Text section ::
┌────────

Women’s Day 2024: Catering dreams in Kerala

From an initiative to empower women, the state’s Kudumbashree Mission has become its lifeline 

The Adheba
self-help group provides direct employment to 200 women and maintains a vast network of 3,500 chefs and caterers across Kerala (Photograph: K A Shaji)

When the Kudumbashree Mission was launched in 1999, it was a government-sponsored endeavour aimed at empowering women, primarily through credit activities in Kerala’s rural areas. However, what began as a modest initiative has transformed into a project that is fuelling community development.

Supported by the Union government and NABARD (National Bank for Agriculture and Rural Development), India’s apex development bank, Kudumbashree has metamorphosed into the world’s largest collective of its kind, boasting over 309,000 self-help groups (SHGs) spread across the state.

└────────

Problems and tasks ::
1. Summarize the article on Kerala's Kudumbashree Mission in two sentences.
2. Extend the article on Kerala's Kudumbashree Mission from its last sentence.
The listing that comes next is separate material with no connection to the article on Kerala's Kudumbashree Mission.

Data shown ::

┌────────

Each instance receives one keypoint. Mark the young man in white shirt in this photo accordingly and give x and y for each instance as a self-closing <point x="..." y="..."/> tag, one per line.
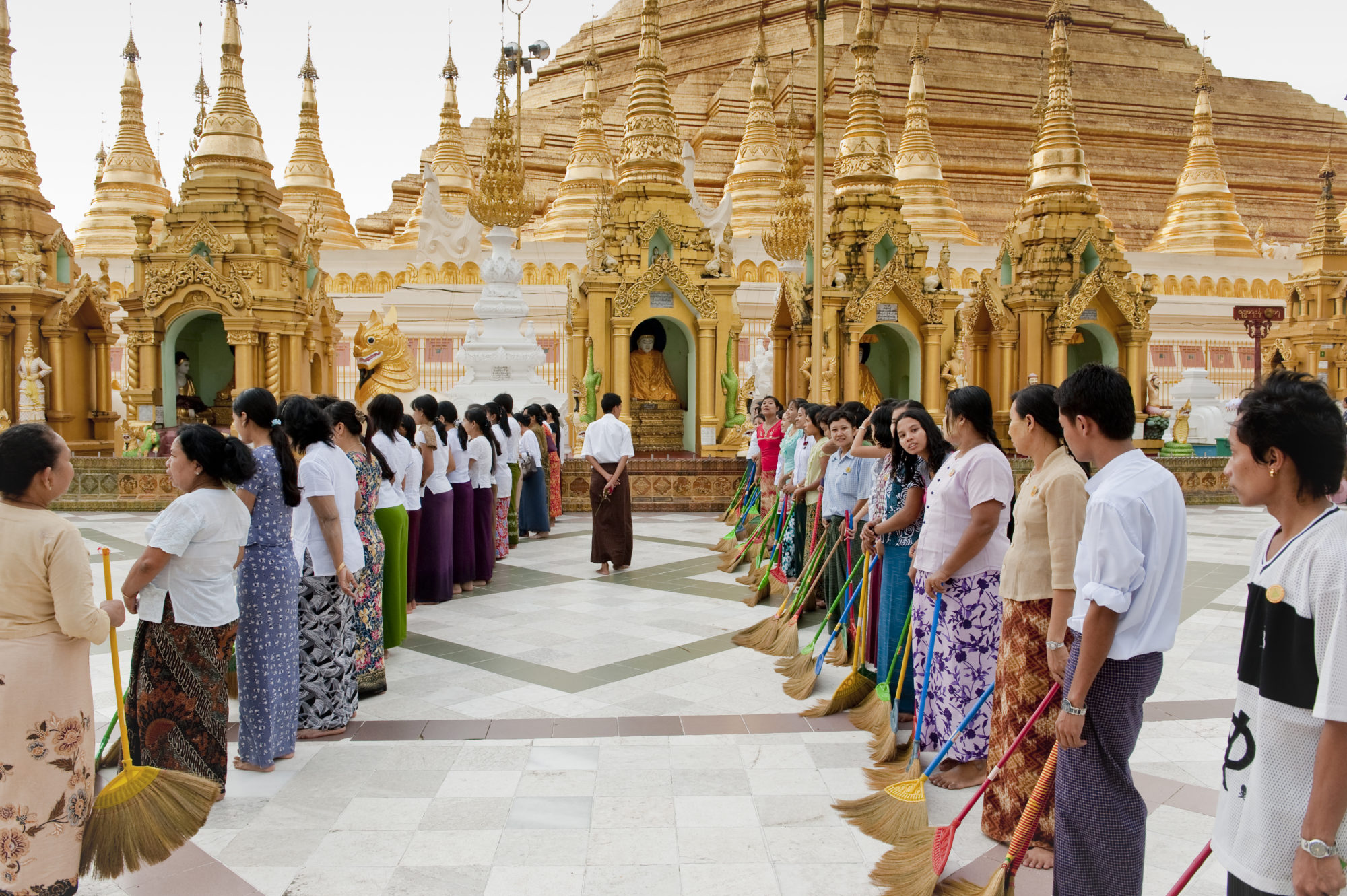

└────────

Per-task answers ::
1. Launched in 1999 as a government-sponsored effort to empower women, mainly through credit activities in rural Kerala, the Kudumbashree Mission has grown from a modest initiative into a project fueling community development. With support from the Union government and NABARD, it has become the world's largest collective of its kind, with over 309,000 self-help groups across the state.

2.
Throughout its journey, Kudumbashree has proven its resilience, particularly during times of crisis. From the devastating Kerala floods of 2018 to the unprecedented challenges posed by the COVID-19 pandemic, women affiliated with the mission have emerged as pillars of support for their communities. During the pandemic, Kudumbashree facilitated interest-free credit amounting to some Rs 1,917 crore to 2.5 million members, providing a lifeline to Kerala’s economy.

This article was originally published as part of  Down To Earth’s special issue dated 1-15 March, 2024.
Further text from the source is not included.